Excerpt>
◇ ◇ ◇ ◇

So the only argument you have to suggest it might be an intentionally introduced bug is that it doesn't look like one… I understand the sentiment but this is clearly a ridiculous line of reasoning.
The patch that introduced the bug is at [1]. Does it look to you like it introduced a bug? Granted, you're not a gcc developer—neither am I—but the gcc developers didn't think so either.
Bugs are accidentally introduced all the time, true. But I don't think it's fair to say that this is a ridiculous line of reasoning.
There is no security concern about it in libsecp256k1: The compilation was only happening in a newly written test case and didn't impact the production code.
The miscompilation of the implementation of draft-brezak-win2k-krb-rc4-hmac-04.txt seemed interesting to me and potentially of a security concern. They looked to me like they were potentially significantly reducing the length of the message integrity check in an authentication protocol.
Though its hard to say for sure without even a passing familiarity with that protocol or its implementation. If you wanted to go vulnerability hunting, however, that is where I'd start.
That said, even if there is a bug that is no evidence that it would have been intentional. Sadly, an intentionally introduced bug could be absurdly subtle. One of the downsides of software bugs being relatively common is that you can't be sure if a bug was intentional or not... and at the same time it's silly to assume one was intentional because we know that real bugs are so common.
It's long been my view that if you're not occasionally finding compiler bugs -- even in somewhat older compilers-- you're just not testing hard enough. They've become more rare but are not so rare that a single developer comprehensively testing a small library won't eventually find one (or more). (Libsecp256k1 is ~9,964 lines of code and ~8,235 lines of test code).
Many other cases found by Russell's system wide recompilation were also in test cases or were otherwise pretty obviously not that big of a deal.
It was a fairly recent regression (this past March?) and based on developer comments in the source it really looks more like a mistake than anything. Personally I’m gonna go with Occam’s razor on this one.
Unlikely. We were hit by a series of similar string builtin related bugs in the tree optimizer since gcc 9.0. And the bugfest is still ongoing. The most likely explanation is an incompetent developer touching these areas.
Not sure why has this comment been downvoted. It simply describes the bug in context ("there has been a series of similar string builtin related bugs in the tree optimizer since gcc 9.0") and offers a plausible explanation of the bug ("an incompetent developer touching these areas") based on Hanlon's Razor.
rurban often gets flak for his method of communication, which is generally blunt. Whether from a language barrier or just how he communicates, I think people have a problem separating the message from the delivery, so that might be what's going on here.
I agree with his assessment that it's probably just someone's mistake. I also personally wouldn't have worded quite that way, even if technically correct (incompetent is fairly harsh wording in English). I don't think it's worth down voting over.

◇ ◇ ◇ ◇

Material>
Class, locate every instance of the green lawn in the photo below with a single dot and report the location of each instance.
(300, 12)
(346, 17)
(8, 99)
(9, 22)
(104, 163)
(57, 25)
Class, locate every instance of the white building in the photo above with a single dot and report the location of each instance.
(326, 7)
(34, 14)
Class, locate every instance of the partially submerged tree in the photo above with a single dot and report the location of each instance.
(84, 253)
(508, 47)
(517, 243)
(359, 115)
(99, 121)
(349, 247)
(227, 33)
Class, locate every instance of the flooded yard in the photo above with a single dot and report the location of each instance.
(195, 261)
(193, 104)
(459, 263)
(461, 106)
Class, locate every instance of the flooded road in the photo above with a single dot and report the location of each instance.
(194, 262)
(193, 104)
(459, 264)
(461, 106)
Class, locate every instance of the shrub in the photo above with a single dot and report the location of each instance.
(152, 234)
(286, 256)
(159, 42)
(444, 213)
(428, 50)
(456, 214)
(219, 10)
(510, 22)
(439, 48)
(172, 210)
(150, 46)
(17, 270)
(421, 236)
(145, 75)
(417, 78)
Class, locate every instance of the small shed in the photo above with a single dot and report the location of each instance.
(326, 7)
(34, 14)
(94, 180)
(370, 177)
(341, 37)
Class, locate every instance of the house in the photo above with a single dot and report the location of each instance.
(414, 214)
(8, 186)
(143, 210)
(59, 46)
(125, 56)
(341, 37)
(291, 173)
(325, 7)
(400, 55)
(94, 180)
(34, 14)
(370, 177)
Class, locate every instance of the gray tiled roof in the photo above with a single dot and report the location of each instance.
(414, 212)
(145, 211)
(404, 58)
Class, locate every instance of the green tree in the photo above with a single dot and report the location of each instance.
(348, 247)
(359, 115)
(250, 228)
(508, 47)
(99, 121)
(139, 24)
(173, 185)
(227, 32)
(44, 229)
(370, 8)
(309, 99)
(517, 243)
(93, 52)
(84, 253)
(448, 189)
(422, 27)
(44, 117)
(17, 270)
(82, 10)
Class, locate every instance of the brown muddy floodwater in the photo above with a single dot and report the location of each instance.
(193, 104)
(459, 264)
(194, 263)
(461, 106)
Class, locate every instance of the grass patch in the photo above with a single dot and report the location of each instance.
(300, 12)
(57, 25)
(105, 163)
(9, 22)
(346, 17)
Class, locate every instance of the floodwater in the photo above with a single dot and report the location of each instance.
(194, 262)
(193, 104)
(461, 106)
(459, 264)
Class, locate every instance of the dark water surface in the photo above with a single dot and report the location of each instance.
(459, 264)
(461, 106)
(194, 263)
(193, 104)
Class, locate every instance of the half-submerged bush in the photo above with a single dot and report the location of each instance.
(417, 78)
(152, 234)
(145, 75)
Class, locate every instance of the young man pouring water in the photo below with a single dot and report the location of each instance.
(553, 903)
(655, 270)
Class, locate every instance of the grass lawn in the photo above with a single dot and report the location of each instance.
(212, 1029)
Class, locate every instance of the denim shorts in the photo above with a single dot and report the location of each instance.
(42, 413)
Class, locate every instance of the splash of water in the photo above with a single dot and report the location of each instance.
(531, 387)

◇ ◇ ◇ ◇

Objective>
Answer these from the gcc bug thread:
(a) How many lines of code and how many lines of test code does Libsecp256k1 have?
(b) Where in libsecp256k1 did the miscompilation happen?
(c) Since which gcc version have the similar string builtin related bugs in the tree optimizer been occurring?

Answer to this problem>
(a) About 9,964 lines of code and about 8,235 lines of test code.
(b) Only in a newly written test case. It didn't affect the production code.
(c) Since gcc 9.0.